### Okunacak metin ###
19
Mayıs
2024
Pazar
MAGAZİN

BODRUM BU YIL SÜSÜNE DÜŞKÜN

Genç kızlar beach partilerde saçları bozulmasın diye denize girmiyor, içkiyi aşırı tüketenler birbirlerine bardak fırlatıyor... Balıkçıları, partileri ve denizde terör estiren jet ski'leriyle geç açılan Bodrum sezonunda neler oluyor, araştırdık...

Masmavi denizi, beach partileri, sabaha kadar devam eden eğlence anlayışıyla Bodrum, kısa süre öncesine kadar Türkiye'nin en gözde eğlence ve tatil beldesiydi. 'Beldesiydi' diyorum çünkü iki sezon önce belde, tahtını Çeşme'ye kaptırdı. Eskiden liseli, üniversiteli gençler otobüslere doluşur, ucuz pansiyon odalarında konaklama pahasına 13 saat yol yapıp, tatillerini Bodrum'da geçirirlerdi. Eğlence de vardı Bodrum'da huzur da. Oysa bu yaz Bodrum sokaklarından en çok kavga sesleri yükseliyor. Kriz nedeniyle işletmelerin bazıları fiyatlarını düşürmek zorunda kalmış. "Başka çaremiz yoktu, temmuz ortasında sezon hâlâ açılmamıştı," diyorlar. Ama ucuz fiyat politikası bu mekânların imdadına yetişememiş; aksine sonu olmuş sanki. Neredeyse her gece bir mekânda kavga çıkıyor. Esnaf, "Bodrum dolmaya başladı ama ciro geçen yıla oranla yüzde 30 daha az," diye kan ağlarken, geceliği 400 avrodan başlayan lüks otellerde konaklayanlar, otelden dışarı çıkmamayı tercih ediyor. Kavgaları, beach partileri ve gece kulüpleri ile 2009 Bodrumu'nu mercek altına aldık.

YUMRUK YERİNE BARDAK
Bodrum'da neredeyse her gece bir yerde kavga çıkıyor. Alkolün etkisiyle kendinden geçen gençler, "Sen benim yanımdaki kıza mı baktın?" diyerek başlıyor yan masaya sataşmaya. Bir de gençler arasında yeni ve 'tehlikeli' bir kavga türü moda olmuş. Kimse kimseye yumruk sallamıyor, onun yerine bardak fırlatmayı tercih ediyor. Bu durumdan en çok yan masada eğlenenler nasibini alıyor. Güvenlik görevlileri ise etkisiz eleman işlevi görüyor. Sık sık kavga çıkmasından bıkmışlar herhalde, 'birazdan biter' edasıyla uzaktan izliyorlar.
###
◆ Yapılacak işler:
[1] Bodrum yazısında "Genç kızlar beach" sözleriyle başlayıp "neler oluyor, araştırdık..." sözlerine kadar devam eden bölümü hiçbir değişiklik yapmadan geri ver.
[2] Bodrum yazısına göre esnaf, cironun geçen yıla oranla yüzde kaç daha az olduğunu söylüyor?
Bu satırların Bodrum yazısıyla hiçbir ilgisi yoktur.
### Alıntılanan veriler ###
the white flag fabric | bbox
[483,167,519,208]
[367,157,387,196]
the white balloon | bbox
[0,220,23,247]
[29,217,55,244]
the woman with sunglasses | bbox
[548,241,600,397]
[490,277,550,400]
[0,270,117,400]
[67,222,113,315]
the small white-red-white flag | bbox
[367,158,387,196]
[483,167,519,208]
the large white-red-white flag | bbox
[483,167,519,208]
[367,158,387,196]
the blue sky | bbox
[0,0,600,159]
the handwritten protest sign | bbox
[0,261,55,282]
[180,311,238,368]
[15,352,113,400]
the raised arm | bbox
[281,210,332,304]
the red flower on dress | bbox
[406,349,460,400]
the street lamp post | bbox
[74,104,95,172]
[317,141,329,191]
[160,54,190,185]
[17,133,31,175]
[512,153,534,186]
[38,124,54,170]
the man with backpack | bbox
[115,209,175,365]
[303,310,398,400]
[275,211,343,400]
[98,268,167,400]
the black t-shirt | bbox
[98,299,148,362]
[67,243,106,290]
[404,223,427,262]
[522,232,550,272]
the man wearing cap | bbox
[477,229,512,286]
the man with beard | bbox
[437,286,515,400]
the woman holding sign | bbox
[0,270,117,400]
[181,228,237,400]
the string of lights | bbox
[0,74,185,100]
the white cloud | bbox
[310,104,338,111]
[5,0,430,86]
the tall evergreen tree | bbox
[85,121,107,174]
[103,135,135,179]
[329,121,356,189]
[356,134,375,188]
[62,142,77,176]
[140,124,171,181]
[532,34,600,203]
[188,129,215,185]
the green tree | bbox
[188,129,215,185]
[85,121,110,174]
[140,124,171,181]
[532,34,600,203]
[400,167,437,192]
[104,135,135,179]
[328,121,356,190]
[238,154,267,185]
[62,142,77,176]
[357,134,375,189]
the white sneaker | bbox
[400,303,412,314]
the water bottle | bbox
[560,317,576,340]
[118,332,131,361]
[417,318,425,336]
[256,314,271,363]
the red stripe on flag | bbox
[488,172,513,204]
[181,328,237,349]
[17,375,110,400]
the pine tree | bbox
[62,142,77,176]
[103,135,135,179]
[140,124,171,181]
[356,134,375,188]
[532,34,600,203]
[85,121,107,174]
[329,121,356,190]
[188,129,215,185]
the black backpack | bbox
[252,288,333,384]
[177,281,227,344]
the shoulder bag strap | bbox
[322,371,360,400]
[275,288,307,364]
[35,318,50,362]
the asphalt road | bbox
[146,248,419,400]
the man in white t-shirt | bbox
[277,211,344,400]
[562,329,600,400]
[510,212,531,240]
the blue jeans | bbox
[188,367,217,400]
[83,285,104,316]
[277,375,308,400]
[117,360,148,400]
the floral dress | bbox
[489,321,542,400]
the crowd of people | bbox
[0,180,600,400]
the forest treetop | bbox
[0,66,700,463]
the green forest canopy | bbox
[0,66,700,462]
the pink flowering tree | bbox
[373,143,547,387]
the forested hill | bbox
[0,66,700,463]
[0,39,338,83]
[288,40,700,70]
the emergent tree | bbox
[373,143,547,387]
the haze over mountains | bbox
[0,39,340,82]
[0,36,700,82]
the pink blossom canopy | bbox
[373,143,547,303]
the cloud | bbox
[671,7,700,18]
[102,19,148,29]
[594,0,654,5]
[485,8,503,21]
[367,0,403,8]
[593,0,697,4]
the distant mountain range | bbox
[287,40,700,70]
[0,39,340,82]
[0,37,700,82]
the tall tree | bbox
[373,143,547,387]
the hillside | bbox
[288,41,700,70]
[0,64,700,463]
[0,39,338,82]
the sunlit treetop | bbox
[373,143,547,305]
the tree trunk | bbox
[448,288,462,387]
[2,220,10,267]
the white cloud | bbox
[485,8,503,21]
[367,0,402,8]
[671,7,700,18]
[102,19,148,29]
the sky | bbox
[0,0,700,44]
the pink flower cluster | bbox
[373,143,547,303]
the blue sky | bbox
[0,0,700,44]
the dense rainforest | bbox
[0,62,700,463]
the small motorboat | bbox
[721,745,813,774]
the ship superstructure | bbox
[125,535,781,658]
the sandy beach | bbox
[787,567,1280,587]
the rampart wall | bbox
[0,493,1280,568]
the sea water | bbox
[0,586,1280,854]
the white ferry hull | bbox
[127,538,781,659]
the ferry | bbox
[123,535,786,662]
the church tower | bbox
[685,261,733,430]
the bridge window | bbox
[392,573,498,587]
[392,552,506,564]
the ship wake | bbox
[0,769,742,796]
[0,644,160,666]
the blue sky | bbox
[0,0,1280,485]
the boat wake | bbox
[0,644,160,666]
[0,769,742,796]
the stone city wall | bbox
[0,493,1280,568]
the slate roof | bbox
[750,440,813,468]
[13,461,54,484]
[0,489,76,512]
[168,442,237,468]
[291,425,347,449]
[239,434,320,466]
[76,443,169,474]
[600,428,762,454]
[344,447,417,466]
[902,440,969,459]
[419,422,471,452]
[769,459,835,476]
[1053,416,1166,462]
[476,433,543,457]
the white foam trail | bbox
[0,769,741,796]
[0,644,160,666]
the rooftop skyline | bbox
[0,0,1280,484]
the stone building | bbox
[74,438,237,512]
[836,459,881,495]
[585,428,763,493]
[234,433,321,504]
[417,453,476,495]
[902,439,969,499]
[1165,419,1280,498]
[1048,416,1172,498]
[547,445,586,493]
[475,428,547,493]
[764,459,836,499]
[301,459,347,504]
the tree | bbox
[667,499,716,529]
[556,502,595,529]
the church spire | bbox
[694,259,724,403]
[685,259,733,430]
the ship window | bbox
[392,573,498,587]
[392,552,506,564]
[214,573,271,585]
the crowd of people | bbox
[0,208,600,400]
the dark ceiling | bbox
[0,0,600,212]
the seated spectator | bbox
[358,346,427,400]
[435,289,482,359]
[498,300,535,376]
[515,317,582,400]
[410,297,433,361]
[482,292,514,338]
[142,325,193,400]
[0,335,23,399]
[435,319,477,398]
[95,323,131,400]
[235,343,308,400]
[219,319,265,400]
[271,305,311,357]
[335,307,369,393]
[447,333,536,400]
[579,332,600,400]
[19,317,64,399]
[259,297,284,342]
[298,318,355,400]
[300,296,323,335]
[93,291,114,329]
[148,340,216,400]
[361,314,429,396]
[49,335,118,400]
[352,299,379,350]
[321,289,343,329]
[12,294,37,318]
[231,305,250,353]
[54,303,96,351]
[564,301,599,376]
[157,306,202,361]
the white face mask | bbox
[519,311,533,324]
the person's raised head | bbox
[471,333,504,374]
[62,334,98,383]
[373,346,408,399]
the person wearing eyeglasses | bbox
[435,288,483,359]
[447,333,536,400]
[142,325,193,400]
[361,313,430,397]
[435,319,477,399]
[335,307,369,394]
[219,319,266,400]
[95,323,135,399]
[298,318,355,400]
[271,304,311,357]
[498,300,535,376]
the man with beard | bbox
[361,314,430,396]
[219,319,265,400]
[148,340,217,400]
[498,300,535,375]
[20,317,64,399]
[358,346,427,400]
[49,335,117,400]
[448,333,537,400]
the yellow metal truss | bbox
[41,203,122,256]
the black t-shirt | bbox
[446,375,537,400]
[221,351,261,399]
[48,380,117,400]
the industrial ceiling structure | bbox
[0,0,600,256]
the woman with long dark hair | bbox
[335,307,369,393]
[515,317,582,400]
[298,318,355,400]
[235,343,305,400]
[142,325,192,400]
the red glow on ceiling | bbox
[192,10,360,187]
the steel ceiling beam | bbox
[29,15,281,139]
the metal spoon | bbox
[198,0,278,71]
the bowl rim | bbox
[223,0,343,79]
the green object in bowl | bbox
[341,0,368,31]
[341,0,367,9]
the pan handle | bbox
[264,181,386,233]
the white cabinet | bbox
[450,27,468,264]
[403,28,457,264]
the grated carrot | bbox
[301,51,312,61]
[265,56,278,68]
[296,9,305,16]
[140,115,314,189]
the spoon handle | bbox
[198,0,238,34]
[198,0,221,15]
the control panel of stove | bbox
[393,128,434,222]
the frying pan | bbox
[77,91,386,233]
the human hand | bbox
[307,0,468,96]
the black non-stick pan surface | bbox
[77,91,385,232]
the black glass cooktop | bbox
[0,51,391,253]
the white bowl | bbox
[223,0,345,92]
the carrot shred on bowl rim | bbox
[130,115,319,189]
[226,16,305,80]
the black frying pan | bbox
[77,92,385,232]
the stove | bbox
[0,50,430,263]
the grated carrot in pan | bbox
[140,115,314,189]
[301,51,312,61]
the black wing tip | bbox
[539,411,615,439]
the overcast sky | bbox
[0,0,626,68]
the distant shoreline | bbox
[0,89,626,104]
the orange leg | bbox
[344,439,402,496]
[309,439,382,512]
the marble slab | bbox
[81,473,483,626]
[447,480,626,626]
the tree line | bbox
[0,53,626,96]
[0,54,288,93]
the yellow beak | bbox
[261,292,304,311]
###
◆ Görev yanıtları:
[1]
Genç kızlar beach partilerde saçları bozulmasın diye denize girmiyor, içkiyi aşırı tüketenler birbirlerine bardak fırlatıyor... Balıkçıları, partileri ve denizde terör estiren jet ski'leriyle geç açılan Bodrum sezonunda neler oluyor, araştırdık...

[2] Yüzde 30 daha az.